◆ Exercise details
Copy each line of the following data that contains "every".

◆ Records shown
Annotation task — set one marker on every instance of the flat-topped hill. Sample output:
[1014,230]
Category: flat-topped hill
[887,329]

--

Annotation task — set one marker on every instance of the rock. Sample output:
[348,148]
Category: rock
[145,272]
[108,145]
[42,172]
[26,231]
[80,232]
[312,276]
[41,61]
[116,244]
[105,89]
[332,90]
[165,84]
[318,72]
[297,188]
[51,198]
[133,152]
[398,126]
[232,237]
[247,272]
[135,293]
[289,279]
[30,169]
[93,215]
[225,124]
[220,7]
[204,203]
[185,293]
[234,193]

...

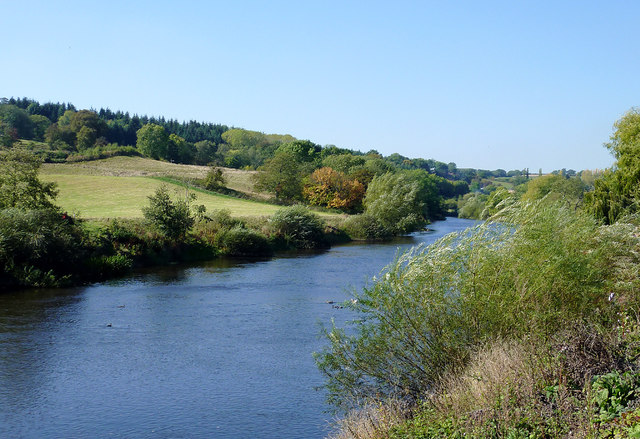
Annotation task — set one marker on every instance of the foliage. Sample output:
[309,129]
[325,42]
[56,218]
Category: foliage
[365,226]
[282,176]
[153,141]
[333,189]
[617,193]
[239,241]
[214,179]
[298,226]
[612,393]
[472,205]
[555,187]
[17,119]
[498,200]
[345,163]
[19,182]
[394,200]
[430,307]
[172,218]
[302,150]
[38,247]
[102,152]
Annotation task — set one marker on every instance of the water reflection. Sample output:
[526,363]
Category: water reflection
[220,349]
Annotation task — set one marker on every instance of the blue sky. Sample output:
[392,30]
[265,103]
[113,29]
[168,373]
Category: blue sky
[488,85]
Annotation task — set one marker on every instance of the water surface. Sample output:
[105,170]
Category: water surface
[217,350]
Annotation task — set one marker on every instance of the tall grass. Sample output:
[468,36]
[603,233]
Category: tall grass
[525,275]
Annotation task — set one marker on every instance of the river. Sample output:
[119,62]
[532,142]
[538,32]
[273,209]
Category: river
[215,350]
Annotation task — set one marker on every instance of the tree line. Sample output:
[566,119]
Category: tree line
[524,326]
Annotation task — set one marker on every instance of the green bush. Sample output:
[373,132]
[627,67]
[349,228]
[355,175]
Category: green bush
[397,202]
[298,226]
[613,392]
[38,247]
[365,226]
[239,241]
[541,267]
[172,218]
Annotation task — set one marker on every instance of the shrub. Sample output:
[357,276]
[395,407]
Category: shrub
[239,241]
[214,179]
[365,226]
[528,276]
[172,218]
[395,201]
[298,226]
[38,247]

◆ Output
Annotation task — set one marker on every instance of the flat-topped hill. Sample output:
Annotation task — set one marker on every instance of the rock. Sample output:
Annotation task — set one marker on every instance of the foliage. Sample output:
Annotation task — set one marker on every instance of the water reflection. Sample output:
Annotation task — set one marker on every instance of the blue sky. Sample output:
Annotation task — set one marker on every instance of the water surface. Sample output:
Annotation task — set one marker on every instance of the tall grass. Sample output:
Annotation task — set one marker on every instance of the river. Sample output:
Annotation task — set one marker on every instance of the tree line. Sample output:
Annotation task — set one marker on every instance of the green bush. Sample output:
Annotation task — set one marker on every instance of the shrub. Sample output:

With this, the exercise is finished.